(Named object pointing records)
────
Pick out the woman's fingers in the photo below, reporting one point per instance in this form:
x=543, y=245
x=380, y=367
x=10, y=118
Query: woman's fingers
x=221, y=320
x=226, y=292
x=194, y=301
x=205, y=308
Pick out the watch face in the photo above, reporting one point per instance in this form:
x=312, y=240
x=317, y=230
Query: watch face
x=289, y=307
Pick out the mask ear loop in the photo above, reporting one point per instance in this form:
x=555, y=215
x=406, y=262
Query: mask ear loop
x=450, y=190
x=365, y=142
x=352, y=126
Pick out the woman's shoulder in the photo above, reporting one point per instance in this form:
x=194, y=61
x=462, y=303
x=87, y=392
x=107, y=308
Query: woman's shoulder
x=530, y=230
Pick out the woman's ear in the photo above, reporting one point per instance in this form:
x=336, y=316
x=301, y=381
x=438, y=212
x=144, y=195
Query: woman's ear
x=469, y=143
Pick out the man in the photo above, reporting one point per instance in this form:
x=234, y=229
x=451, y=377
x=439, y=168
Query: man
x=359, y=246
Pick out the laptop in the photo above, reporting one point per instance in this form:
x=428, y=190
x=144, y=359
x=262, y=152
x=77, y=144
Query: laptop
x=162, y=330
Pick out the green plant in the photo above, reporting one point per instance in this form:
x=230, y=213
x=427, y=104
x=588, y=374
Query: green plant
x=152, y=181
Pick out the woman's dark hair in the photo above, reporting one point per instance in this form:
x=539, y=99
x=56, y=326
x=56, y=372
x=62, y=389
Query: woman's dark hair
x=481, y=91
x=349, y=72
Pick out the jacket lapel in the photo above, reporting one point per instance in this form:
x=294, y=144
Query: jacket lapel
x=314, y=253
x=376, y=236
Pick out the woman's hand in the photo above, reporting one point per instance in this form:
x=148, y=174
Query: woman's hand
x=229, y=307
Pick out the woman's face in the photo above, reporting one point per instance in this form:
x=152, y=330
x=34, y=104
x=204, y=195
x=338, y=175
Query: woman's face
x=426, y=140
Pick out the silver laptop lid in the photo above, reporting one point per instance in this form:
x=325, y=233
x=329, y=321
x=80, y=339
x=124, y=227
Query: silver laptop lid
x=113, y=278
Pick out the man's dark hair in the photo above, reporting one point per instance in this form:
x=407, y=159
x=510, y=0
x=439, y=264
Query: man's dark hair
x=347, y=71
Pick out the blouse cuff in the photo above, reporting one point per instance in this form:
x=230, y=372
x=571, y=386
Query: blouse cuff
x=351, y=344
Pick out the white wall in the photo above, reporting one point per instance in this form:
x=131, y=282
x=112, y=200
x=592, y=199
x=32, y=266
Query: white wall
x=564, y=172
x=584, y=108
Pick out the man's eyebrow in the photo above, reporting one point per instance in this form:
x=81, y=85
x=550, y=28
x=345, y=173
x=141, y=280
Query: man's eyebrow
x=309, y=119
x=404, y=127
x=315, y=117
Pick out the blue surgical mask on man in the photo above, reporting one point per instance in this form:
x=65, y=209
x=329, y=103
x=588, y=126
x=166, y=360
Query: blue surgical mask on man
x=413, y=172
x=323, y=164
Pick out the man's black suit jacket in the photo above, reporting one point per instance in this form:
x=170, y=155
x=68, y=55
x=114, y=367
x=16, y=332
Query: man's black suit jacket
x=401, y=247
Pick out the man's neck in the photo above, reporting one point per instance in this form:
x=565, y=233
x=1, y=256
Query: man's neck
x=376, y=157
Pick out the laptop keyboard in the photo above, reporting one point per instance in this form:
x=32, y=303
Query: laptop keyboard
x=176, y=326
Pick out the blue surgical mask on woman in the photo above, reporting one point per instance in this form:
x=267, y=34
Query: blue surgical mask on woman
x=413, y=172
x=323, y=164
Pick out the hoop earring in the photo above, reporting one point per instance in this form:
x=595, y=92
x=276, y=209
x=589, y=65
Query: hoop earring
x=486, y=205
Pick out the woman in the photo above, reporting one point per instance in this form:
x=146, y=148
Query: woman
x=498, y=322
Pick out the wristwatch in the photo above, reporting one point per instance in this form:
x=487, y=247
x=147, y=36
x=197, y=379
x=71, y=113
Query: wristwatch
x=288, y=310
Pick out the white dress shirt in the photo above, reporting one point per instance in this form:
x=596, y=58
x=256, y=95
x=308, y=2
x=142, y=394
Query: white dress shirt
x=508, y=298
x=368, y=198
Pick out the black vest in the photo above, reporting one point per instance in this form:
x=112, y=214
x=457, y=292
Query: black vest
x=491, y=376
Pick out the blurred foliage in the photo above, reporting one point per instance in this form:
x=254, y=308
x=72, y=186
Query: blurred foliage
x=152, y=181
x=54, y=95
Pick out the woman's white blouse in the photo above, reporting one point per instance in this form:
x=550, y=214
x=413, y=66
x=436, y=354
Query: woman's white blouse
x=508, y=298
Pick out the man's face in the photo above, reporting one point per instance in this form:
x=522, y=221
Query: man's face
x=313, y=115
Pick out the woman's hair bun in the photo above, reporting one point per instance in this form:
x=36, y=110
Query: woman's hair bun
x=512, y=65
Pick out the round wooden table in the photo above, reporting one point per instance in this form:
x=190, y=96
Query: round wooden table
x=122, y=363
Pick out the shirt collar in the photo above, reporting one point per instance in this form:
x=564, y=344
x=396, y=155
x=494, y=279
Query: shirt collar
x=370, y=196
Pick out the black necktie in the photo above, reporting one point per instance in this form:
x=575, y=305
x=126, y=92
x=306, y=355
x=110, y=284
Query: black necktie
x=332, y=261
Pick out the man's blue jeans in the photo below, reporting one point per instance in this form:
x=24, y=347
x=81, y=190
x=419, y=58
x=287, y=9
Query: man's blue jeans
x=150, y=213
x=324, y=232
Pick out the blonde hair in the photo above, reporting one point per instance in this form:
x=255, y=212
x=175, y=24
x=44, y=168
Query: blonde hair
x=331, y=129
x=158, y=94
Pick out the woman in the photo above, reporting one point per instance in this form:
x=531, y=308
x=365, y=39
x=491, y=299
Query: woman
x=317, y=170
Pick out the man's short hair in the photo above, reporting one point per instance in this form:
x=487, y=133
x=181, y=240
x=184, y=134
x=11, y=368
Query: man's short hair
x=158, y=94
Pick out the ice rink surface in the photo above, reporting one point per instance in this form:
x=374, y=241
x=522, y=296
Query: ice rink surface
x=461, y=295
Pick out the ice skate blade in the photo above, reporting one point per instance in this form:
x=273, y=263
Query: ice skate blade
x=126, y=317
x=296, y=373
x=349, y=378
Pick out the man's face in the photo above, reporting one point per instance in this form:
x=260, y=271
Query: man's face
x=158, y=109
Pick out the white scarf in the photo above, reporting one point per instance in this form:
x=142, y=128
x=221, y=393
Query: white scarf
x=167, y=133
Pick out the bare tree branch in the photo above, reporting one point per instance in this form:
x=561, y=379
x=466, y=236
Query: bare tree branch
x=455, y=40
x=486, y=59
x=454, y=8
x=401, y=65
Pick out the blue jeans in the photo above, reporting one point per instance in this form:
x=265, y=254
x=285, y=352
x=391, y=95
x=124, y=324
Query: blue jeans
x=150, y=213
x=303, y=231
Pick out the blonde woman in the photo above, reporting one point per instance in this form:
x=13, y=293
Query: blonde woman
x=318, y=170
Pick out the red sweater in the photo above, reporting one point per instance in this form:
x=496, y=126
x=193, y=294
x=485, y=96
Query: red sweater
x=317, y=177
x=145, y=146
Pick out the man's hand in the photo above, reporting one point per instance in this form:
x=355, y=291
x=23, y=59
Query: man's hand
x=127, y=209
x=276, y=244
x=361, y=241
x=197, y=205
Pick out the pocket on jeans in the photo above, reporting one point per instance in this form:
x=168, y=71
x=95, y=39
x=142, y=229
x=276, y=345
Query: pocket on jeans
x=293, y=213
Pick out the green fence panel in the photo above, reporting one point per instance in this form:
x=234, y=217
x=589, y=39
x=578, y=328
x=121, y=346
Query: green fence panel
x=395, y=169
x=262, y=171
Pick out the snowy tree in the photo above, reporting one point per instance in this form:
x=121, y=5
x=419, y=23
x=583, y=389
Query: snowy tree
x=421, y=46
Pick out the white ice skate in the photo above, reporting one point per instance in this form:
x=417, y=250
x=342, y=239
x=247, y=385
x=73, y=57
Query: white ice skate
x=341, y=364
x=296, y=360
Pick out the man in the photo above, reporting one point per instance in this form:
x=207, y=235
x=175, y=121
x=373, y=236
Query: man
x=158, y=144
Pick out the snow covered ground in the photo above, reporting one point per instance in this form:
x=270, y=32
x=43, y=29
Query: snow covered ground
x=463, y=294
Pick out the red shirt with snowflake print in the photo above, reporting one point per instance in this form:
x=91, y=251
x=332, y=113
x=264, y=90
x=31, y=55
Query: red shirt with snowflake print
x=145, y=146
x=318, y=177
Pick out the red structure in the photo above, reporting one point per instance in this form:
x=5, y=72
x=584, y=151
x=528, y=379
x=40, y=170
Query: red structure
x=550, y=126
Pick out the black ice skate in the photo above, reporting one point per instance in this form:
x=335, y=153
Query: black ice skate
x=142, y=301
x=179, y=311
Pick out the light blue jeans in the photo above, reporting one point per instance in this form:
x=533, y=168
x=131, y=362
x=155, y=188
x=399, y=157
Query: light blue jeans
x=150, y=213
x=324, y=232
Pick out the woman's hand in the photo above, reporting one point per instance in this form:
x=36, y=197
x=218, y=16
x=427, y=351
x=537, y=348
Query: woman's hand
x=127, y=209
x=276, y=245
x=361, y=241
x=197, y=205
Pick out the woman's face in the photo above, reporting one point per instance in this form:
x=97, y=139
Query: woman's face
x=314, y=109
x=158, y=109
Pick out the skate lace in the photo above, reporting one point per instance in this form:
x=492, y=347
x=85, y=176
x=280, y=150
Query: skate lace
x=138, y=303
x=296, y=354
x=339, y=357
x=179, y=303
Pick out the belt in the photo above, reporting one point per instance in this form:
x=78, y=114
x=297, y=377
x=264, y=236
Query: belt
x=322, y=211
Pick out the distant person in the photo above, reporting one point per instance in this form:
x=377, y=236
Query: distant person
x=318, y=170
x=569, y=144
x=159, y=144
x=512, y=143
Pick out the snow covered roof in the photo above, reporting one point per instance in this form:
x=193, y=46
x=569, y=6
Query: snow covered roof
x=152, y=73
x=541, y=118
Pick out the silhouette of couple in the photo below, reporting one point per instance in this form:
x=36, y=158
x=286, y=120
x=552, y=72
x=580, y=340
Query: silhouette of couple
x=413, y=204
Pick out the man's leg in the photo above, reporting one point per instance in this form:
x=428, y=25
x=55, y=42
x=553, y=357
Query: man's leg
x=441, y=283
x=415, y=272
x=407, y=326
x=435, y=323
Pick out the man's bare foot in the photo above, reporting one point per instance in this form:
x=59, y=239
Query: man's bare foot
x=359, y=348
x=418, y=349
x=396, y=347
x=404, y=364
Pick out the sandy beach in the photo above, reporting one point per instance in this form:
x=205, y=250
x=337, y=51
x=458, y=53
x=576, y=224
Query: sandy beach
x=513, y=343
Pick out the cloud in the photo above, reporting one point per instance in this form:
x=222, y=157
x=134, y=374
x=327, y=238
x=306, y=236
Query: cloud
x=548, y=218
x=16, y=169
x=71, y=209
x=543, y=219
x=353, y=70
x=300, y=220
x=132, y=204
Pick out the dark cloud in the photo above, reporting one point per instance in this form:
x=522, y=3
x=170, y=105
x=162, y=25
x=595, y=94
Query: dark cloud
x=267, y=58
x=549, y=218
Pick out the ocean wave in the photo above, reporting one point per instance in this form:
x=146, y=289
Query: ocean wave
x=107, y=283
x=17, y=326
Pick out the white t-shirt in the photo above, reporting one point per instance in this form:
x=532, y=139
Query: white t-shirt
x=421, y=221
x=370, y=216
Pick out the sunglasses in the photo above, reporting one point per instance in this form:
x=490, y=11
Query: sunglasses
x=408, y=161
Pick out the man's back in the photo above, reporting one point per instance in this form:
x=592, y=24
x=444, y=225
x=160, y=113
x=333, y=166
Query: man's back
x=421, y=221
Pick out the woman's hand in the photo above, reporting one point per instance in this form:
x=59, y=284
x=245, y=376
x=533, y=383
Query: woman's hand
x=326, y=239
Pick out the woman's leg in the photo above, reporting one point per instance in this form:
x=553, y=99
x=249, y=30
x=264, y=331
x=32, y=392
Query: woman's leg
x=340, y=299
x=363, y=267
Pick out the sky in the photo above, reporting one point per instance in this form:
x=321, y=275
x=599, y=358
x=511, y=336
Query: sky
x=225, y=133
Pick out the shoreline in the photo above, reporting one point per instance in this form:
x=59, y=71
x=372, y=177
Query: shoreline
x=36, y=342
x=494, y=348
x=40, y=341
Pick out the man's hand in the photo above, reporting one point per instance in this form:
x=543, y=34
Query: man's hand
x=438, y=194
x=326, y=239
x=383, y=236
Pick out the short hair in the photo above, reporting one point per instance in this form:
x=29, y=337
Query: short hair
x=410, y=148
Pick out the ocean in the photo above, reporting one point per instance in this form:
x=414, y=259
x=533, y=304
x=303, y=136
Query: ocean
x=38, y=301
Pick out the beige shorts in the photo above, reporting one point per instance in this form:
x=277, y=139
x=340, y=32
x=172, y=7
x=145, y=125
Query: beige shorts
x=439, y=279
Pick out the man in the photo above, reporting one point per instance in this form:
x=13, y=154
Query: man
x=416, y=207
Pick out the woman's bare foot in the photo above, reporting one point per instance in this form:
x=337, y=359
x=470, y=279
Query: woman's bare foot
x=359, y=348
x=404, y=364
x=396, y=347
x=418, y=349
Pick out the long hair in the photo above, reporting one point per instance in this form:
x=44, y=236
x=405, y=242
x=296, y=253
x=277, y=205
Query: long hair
────
[Task to carry out]
Swap "Pick out" for "Identify" in the records from their start through the line that contains "x=229, y=307", inclusive, and leave all else as it stands.

[Answer]
Identify the woman's fingers in the photo below, reporting one point per instance in this form:
x=543, y=245
x=380, y=367
x=10, y=118
Query: woman's fingers
x=221, y=320
x=226, y=292
x=194, y=301
x=205, y=308
Identify the watch face in the photo above, reporting one point per instance in this form:
x=312, y=240
x=317, y=230
Query: watch face
x=289, y=307
Identify the mask ear loop in the photo above, reporting one point per instance in this form:
x=555, y=215
x=406, y=262
Query: mask ear loop
x=450, y=190
x=365, y=142
x=352, y=126
Identify the woman's shoulder in the photo above, reporting one point per instance in this form:
x=194, y=61
x=462, y=303
x=87, y=392
x=107, y=308
Query: woman's shoulder
x=530, y=230
Identify the woman's ear in the photo above, reporting one point per instance in this form:
x=336, y=316
x=301, y=381
x=438, y=212
x=144, y=195
Query: woman's ear
x=469, y=143
Identify the man in the photo above, reporting one point per instance in this form:
x=234, y=229
x=451, y=377
x=439, y=168
Query: man
x=359, y=246
Identify the laptop in the photo above, reporting one point per instance in this form:
x=428, y=190
x=144, y=359
x=262, y=152
x=77, y=144
Query: laptop
x=162, y=330
Identify the green plant in the photo above, reporting one point per instance in this form:
x=230, y=213
x=427, y=104
x=588, y=374
Query: green plant
x=152, y=181
Identify the woman's dark hair in the photo above, reporting one point per instance in this form:
x=539, y=99
x=56, y=326
x=56, y=372
x=62, y=389
Query: woman's dark hair
x=481, y=91
x=349, y=72
Identify the jacket lapel in the photo above, reporting one point per instance in this form:
x=294, y=144
Query: jacket lapel
x=314, y=253
x=376, y=236
Identify the woman's hand in the photo above, reporting one point per instance in this form:
x=148, y=174
Query: woman's hand
x=229, y=307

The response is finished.